Yapılacak görevler:
(1) Mitokondri metninde "Bununla beraber bir" ifadesinden "daha uzun yaşıyor." ifadesine kadar her şeyi yeniden yazın; "yaşlanma uzmanı" yerine "gerontoloji uzmanı" koyun.
(2) Mitokondri metnine göre mitokondri canlılara kimden miras kalıyor?
(3) Şu ifadeler mitokondri metniyle uyuşuyor mu? Her biri için evet ya da hayır deyin ve metinden belirleyici sözleri aynen aktarın.
(a) Araştırma Current Biology dergisinde yayımlanmıştır.
(b) İngiltere'de 85 yaşındaki her altı erkeğe dört kadın düşüyor.
(c) Mitokondri gıdayı enerjiye çeviriyor.

Gösterilen metin:

----

Current Biology tıp dergisinde yayımlanan araştırmada hücrelerin enerji kaynağı olan mitokondri DNA’sındaki mutasyonlara yoğunlaşılıyor.
Mitokondri, gıdayı vücudun ihtiyaç duyduğu enerjiye çeviriyor.
Uzun bir ömrün de sırrı olarak görülen mitokondride çöküş ise canlıların yaşlanması sürecini getiriyor.
Bilim çevreleri yaşlanmanın önüne geçebilmek için mitokondrinin sırlarını çözmeye çalışıyor.
Mitokondri canlılara sadece anneden miras kalıyor.
Bu nedenle bir erkeğin yaşam beklentisini düşüren mutasyonları ayıklamanın bir yolu yok.
Bununla beraber bir yaşlanma uzmanı, kadın ve erkekler arasındaki yaşam beklentisi arasındaki farklılıkların açıklanmasında başka bir çok faktörün sayılabileceğini söylüyor.
İngiltere’de istastiki verilere göre 85 yaşındaki her altı kadına dört erkek düşüyor.
Dişiler bir çok canlı türünde de erkeklerden daha uzun yaşıyor.

----

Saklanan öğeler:
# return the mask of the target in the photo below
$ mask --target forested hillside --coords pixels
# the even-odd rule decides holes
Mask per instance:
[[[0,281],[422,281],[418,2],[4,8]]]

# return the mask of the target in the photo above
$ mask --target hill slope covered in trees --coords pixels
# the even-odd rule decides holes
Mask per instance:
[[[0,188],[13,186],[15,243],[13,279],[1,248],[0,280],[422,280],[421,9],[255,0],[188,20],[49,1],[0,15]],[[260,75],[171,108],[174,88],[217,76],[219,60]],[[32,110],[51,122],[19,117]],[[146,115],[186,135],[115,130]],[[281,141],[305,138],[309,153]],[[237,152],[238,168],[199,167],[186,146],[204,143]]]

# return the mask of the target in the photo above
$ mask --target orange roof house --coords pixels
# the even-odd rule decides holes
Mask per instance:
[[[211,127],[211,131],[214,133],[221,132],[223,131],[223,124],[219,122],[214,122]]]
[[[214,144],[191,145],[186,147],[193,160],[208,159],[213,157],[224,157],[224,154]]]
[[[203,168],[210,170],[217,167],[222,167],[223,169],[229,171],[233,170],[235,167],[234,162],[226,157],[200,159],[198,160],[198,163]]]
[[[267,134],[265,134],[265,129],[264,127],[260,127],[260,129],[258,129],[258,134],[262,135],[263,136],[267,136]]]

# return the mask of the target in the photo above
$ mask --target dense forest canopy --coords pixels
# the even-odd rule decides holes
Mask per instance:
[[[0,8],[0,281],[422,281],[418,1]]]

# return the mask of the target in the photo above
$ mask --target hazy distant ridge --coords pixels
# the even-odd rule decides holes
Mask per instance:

----

Alıştırma yanıtları:
(1)
Bununla beraber bir gerontoloji uzmanı, kadın ve erkekler arasındaki yaşam beklentisi arasındaki farklılıkların açıklanmasında başka bir çok faktörün sayılabileceğini söylüyor.
İngiltere’de istastiki verilere göre 85 yaşındaki her altı kadına dört erkek düşüyor.
Dişiler bir çok canlı türünde de erkeklerden daha uzun yaşıyor.

(2) Mitokondri canlılara sadece anneden miras kalıyor.

(3)
(a) Evet: "Current Biology tıp dergisinde yayımlanan araştırmada"
(b) Hayır: "85 yaşındaki her altı kadına dört erkek düşüyor"
(c) Evet: "Mitokondri, gıdayı vücudun ihtiyaç duyduğu enerjiye çeviriyor."